[Start of Attachment]

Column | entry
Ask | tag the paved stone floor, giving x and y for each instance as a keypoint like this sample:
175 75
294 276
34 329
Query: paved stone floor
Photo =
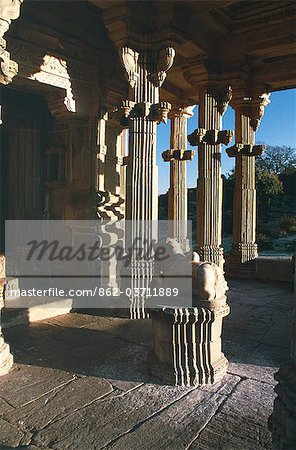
82 382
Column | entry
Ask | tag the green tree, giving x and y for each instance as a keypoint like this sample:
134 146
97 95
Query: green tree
276 159
269 188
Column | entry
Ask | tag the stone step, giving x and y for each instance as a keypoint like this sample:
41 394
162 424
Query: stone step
11 284
26 310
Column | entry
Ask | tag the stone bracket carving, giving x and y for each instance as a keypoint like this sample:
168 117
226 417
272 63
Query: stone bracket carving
211 137
157 112
178 155
130 61
157 64
163 62
9 10
245 150
8 68
257 109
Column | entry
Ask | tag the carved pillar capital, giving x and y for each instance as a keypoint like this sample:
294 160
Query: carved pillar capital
156 63
252 106
9 10
185 112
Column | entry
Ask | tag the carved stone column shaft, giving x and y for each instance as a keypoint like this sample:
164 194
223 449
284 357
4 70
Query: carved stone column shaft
209 137
6 358
146 72
244 206
178 156
248 113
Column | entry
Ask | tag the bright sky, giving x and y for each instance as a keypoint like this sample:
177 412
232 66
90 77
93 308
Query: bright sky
278 127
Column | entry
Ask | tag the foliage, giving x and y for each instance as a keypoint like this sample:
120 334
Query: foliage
269 187
287 224
264 242
276 159
288 178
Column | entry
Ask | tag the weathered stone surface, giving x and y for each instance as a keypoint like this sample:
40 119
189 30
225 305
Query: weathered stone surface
102 422
33 309
230 415
27 383
139 332
241 423
60 402
10 435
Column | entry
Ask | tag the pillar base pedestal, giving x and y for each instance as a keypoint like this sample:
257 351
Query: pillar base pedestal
242 261
187 345
6 358
282 423
211 253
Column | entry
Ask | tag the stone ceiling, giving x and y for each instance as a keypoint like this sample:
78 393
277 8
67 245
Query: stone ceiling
255 40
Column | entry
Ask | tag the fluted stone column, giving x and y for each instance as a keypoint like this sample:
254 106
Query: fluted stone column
213 102
283 420
9 10
248 113
187 345
6 358
178 156
145 72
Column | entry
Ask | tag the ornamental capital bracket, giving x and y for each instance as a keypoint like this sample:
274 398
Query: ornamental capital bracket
157 112
245 150
211 137
178 155
157 63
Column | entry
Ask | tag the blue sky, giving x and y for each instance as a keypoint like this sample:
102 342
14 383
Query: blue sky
278 127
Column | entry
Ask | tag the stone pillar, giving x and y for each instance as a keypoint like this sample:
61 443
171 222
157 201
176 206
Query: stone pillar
283 420
110 184
187 346
248 113
146 72
9 10
6 358
177 155
213 102
110 173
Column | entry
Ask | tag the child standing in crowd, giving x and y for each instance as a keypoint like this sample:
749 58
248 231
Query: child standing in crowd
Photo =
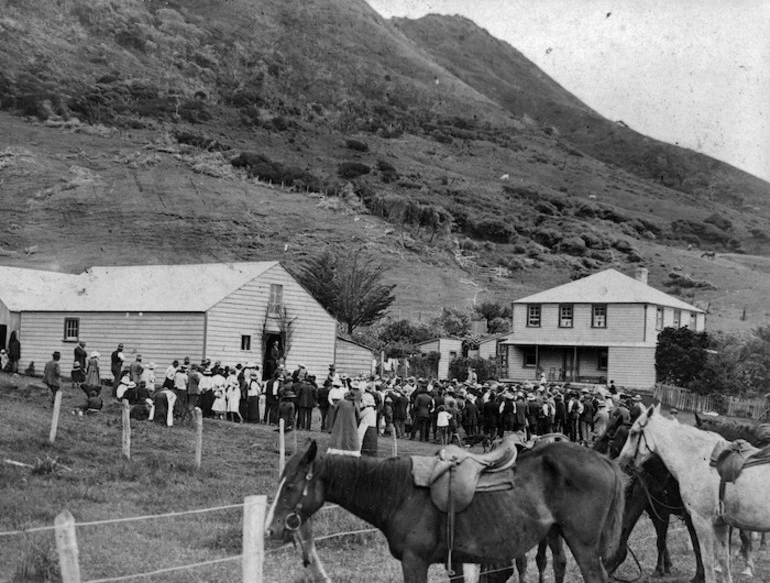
442 424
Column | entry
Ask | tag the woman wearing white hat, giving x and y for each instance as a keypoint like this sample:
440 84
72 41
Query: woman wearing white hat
93 378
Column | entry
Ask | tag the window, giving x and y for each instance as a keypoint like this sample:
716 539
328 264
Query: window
659 319
530 356
601 363
71 329
276 298
533 315
599 316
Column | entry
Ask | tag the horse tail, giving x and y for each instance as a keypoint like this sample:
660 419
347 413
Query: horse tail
613 523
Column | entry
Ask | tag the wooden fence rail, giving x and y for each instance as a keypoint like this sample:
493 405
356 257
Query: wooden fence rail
724 404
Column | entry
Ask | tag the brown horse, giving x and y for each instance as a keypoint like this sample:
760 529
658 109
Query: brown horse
560 489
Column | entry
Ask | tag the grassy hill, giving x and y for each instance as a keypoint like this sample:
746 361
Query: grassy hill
162 132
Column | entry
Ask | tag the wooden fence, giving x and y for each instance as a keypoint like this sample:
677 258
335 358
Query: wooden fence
724 404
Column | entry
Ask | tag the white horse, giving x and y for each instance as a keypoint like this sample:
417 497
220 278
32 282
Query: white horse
686 452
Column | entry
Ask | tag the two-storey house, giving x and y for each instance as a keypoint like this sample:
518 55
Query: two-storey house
599 328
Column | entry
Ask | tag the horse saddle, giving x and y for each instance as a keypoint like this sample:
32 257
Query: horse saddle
730 458
454 475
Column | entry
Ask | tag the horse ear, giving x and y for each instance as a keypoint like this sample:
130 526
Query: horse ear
310 454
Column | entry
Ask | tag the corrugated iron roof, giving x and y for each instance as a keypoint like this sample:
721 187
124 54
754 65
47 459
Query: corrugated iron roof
132 288
606 287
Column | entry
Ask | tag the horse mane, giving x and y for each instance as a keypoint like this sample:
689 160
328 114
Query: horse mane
374 487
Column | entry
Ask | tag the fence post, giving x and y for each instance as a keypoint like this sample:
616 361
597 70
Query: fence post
67 546
55 416
253 538
126 430
281 447
198 420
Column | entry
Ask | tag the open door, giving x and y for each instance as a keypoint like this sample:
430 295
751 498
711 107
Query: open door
273 355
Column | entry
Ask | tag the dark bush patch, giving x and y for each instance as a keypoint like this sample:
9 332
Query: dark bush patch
572 245
441 137
356 145
199 141
496 230
351 170
260 166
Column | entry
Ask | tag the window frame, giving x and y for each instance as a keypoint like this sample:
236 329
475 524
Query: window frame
660 317
65 337
275 301
525 352
571 319
594 307
530 319
603 356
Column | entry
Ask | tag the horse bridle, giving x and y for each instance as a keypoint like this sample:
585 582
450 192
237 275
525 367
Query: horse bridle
293 520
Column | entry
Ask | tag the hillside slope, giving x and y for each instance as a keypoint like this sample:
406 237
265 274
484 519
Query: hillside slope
124 120
499 71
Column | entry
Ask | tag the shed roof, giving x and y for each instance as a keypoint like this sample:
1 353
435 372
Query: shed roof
132 288
607 287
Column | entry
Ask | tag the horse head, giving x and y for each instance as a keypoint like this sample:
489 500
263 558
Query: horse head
299 495
639 446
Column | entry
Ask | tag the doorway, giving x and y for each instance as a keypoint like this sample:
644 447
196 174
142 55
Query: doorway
273 355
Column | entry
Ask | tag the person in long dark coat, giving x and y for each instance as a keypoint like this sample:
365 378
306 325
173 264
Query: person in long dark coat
307 394
491 413
344 437
470 416
14 351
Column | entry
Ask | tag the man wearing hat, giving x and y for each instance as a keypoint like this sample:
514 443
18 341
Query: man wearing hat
81 355
52 375
136 369
116 366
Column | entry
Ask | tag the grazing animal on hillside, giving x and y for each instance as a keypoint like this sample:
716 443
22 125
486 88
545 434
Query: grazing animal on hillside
556 486
686 451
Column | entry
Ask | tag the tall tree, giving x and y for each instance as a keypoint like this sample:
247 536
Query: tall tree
349 286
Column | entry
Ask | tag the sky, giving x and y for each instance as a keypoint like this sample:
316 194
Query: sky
690 72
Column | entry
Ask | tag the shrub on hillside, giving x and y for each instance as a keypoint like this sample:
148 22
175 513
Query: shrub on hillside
441 137
572 245
547 236
351 170
260 166
356 145
496 230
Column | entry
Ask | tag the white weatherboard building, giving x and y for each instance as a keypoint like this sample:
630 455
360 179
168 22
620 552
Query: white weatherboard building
233 313
599 328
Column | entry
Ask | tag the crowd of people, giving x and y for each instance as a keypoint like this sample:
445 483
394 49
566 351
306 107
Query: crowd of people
354 410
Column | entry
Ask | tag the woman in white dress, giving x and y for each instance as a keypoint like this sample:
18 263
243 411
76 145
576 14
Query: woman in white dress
233 397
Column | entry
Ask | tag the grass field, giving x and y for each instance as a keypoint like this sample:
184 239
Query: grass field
98 485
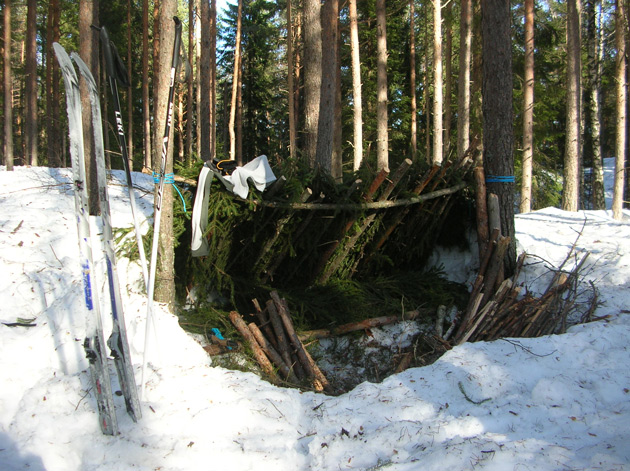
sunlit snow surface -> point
(558, 402)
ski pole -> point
(160, 193)
(116, 72)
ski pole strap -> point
(169, 179)
(500, 179)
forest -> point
(340, 87)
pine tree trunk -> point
(412, 81)
(312, 77)
(448, 77)
(290, 84)
(52, 81)
(528, 110)
(571, 191)
(357, 99)
(88, 50)
(594, 73)
(621, 98)
(463, 91)
(8, 89)
(235, 80)
(382, 137)
(438, 95)
(31, 83)
(165, 271)
(326, 123)
(497, 114)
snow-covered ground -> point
(558, 402)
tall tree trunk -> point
(146, 109)
(594, 72)
(312, 76)
(8, 89)
(88, 50)
(448, 79)
(463, 86)
(357, 99)
(165, 271)
(620, 128)
(326, 124)
(528, 110)
(438, 96)
(204, 83)
(290, 84)
(337, 157)
(53, 138)
(426, 100)
(497, 115)
(190, 108)
(412, 80)
(571, 192)
(235, 80)
(31, 83)
(382, 136)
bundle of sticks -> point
(277, 347)
(494, 313)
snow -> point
(558, 402)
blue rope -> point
(500, 179)
(169, 179)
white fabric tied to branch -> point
(257, 172)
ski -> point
(94, 343)
(116, 72)
(118, 341)
(159, 195)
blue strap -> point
(169, 179)
(500, 179)
(217, 333)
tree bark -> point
(438, 95)
(595, 49)
(528, 110)
(312, 77)
(382, 137)
(89, 52)
(235, 80)
(357, 100)
(31, 84)
(165, 274)
(571, 191)
(53, 135)
(497, 114)
(326, 123)
(463, 89)
(621, 97)
(8, 89)
(291, 84)
(448, 78)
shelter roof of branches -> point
(307, 231)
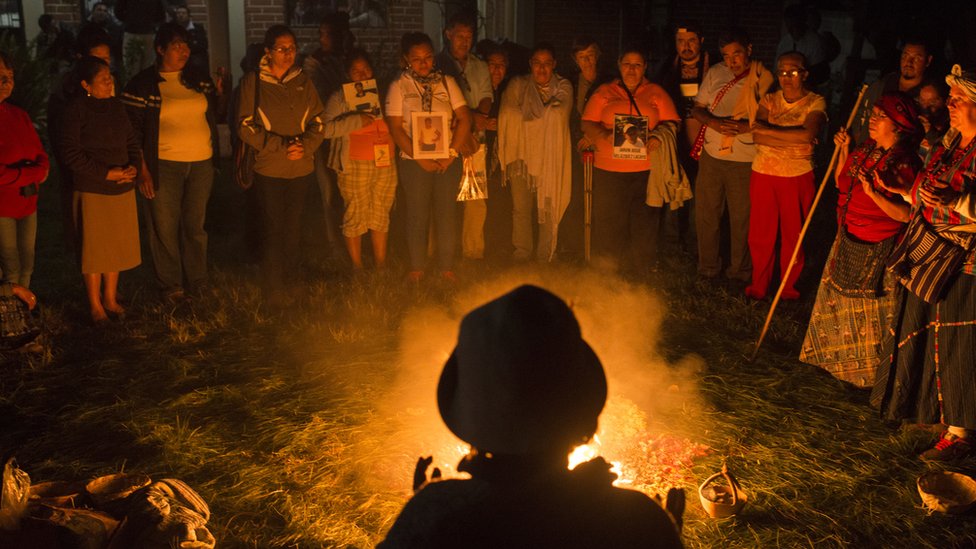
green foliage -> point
(32, 76)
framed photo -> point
(362, 13)
(430, 135)
(363, 96)
(629, 137)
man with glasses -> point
(915, 59)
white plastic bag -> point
(474, 178)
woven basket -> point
(114, 487)
(719, 500)
(947, 492)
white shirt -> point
(403, 98)
(718, 75)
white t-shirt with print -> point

[End of Attachment]

- TASK PROMPT -
All lines with the word "standing" must be located in the data and copied.

- RESPONSE TO THIS EXERCISE -
Ask | tag the child standing in crowd, giving x and y for each instance as a keypoint like this sample:
Query: child standing in crowd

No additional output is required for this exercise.